*** Information ***

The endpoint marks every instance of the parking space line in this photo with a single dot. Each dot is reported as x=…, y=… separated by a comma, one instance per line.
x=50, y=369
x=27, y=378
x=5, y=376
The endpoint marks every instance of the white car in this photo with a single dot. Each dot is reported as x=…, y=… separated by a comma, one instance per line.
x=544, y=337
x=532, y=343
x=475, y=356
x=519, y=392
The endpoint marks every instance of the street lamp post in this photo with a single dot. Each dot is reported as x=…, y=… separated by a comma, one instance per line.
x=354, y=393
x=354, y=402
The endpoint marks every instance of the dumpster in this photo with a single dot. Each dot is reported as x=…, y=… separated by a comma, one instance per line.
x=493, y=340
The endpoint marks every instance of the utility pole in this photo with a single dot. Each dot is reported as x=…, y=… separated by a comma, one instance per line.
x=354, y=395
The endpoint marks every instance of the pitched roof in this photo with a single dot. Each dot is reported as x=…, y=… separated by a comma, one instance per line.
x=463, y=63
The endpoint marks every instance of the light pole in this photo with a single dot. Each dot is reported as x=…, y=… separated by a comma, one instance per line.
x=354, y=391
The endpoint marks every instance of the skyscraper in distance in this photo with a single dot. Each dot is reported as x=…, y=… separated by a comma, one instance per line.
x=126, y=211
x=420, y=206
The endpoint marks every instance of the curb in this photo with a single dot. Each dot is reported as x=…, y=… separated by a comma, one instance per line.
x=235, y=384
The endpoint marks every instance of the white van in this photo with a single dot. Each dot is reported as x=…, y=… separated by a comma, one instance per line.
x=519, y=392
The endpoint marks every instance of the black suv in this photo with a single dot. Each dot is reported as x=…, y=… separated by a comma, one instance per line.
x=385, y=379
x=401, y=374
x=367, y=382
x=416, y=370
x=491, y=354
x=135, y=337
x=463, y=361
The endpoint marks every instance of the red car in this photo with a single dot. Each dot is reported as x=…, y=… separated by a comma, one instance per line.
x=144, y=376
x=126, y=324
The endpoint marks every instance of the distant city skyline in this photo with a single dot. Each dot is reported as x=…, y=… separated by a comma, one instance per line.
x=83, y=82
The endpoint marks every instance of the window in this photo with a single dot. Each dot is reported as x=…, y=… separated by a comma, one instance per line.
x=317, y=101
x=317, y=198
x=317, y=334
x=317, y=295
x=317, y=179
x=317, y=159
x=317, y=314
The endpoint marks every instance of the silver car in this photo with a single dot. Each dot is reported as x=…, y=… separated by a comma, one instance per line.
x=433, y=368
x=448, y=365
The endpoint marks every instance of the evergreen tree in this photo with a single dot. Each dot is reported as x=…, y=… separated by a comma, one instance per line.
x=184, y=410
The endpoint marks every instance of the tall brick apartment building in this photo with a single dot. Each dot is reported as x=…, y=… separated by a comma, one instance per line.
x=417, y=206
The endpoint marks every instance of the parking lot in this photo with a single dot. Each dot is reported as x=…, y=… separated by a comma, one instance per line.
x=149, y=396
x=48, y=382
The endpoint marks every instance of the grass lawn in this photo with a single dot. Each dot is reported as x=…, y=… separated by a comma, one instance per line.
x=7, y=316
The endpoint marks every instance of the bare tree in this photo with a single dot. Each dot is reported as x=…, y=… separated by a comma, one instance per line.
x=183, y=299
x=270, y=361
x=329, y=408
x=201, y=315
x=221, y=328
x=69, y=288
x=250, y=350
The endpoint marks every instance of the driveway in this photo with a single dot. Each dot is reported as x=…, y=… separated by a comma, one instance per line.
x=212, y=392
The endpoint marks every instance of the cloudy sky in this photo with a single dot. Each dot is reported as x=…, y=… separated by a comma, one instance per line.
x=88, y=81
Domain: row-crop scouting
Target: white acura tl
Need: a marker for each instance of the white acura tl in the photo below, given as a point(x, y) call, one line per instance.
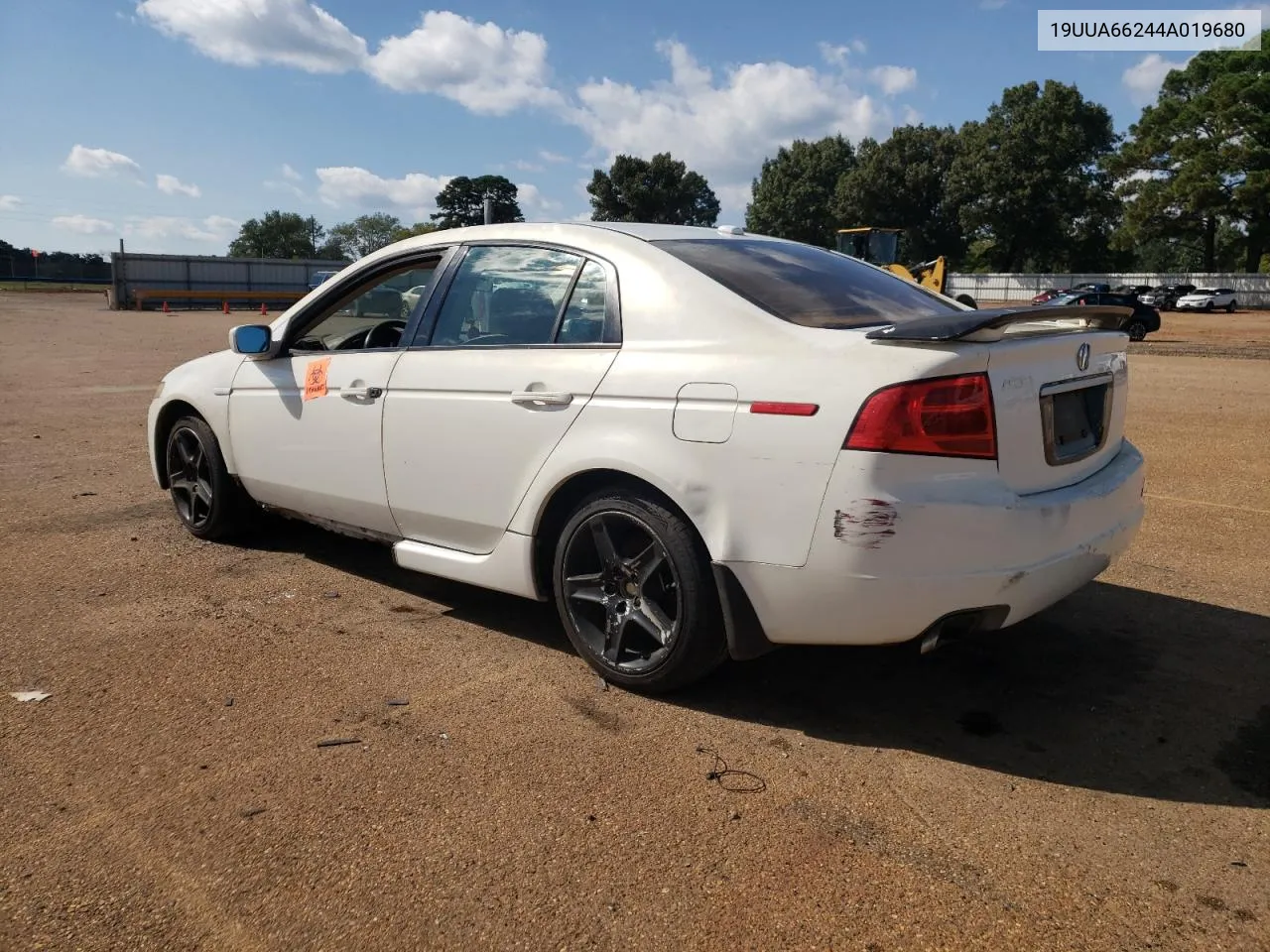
point(698, 443)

*** End of Information ***

- _What to do_
A word-for-word repetition of the data above, without pictures, is the expected answer.

- _Completed task_
The endpoint marks every instance of the parking space line in this photo with a single dot. Each dot is reported as x=…, y=… separated by a comma, one instance per line.
x=50, y=369
x=27, y=378
x=5, y=376
The endpoint marks every instance of the white car in this photo with a single dot. Each dot is reported as x=…, y=… separated by a comma, one instance per line.
x=544, y=337
x=532, y=343
x=475, y=356
x=519, y=392
The endpoint marks every instance of the street lamp post in this photo with a single dot. Each dot is reported as x=…, y=… separated by a comma, one instance per line.
x=354, y=393
x=354, y=402
The endpoint marks every instance of the dumpster in this photo with a single dot. Each dot is reported as x=…, y=… separated by a comma, one instance per line.
x=493, y=340
The endpoint marks every instance of the utility pole in this photo with a single dot. Each dot is reported as x=…, y=… separated by a comma, one instance per line.
x=354, y=395
The endpoint marks every instance of the pitched roof in this photo with a single dot. Each dot is reported as x=…, y=… separated by a comma, one instance per line.
x=463, y=63
The endpoint marks every instance of the light pole in this photo with a single dot. Each dot is reported as x=…, y=… separated by a comma, one instance per line.
x=354, y=391
The endpoint marks every instance of the skyscraper in distance in this photo with a single dot. Each dot is reported as x=…, y=… separated by a comma, one instance per line.
x=126, y=211
x=420, y=206
The endpoint marks every instance of the curb in this photo with a single dot. Each dot is reported as x=…, y=… separated by a comma, one instance per line.
x=235, y=384
The endpoint marks every instance of the white van in this photo with a single dot. Each dot is reported as x=…, y=… separated by a comma, one instance per line.
x=519, y=392
The endpoint marks every instance of the black suv in this photo with a single dot. Each dot is reported as x=…, y=… separated by a comma, one instance per line.
x=385, y=379
x=401, y=374
x=367, y=382
x=416, y=370
x=491, y=354
x=135, y=337
x=463, y=361
The endpoint marks every instance of the red car in this photo with a single dot. Each dot is reported as x=…, y=… separated by a comma, one instance per line.
x=144, y=376
x=126, y=324
The endpoint marks every instance of the distant city skyline in this photo with a single dot. Each dot is reported as x=…, y=… separated by a comma, one instance per line.
x=83, y=82
The endpoint marks every instance of the window in this photo with a single dot. Each dot is reported as x=…, y=… separated by a comma, one instance per line.
x=317, y=101
x=317, y=198
x=317, y=334
x=317, y=295
x=317, y=179
x=317, y=159
x=317, y=314
The endpoint marks every instance of the silver car in this photo with a single dot. Each dot is reported as x=…, y=… separated by a comma, one instance per line.
x=433, y=368
x=448, y=365
The endpoint marks every instance of the evergreen tree in this photo with a single dot. Each dot is reported as x=…, y=… separated by a comma, one instance per line.
x=184, y=410
The endpoint marks every instance of the tall brick apartment building in this photo with a single dot. Each dot is reported as x=…, y=… separated by a comma, one instance per line.
x=417, y=206
The endpoint marks every instance of the parking lot in this photo with a single dot. Each dot is reported as x=…, y=… separated by a comma, one instance per line.
x=149, y=396
x=48, y=382
The endpoint marks every instance of the grass lawn in this photo with a single dot. Each dot is reported as x=…, y=… separated by a comma, one instance per line.
x=7, y=316
The endpoint marks every instance of the bare tree in this photo with a single dot. Each dot is reported as x=…, y=… separated by a comma, one instance per line.
x=183, y=299
x=270, y=361
x=329, y=408
x=201, y=315
x=221, y=328
x=69, y=288
x=250, y=350
The endpoint marks every instance of the driveway in this photo with a single dot. Each dot is reported as x=…, y=… separated by a comma, one instance per line.
x=212, y=392
The endpoint marks every instance of the cloudy sky in this photo with a single dot. Each dot is reported as x=…, y=… separated by a comma, one instance per line.
x=88, y=81
Domain: row-crop scouting
Target: white acura tl
Need: a marker for each instance of the white acura tl in the photo below, given as a point(x, y) call, one line per instance.
point(698, 443)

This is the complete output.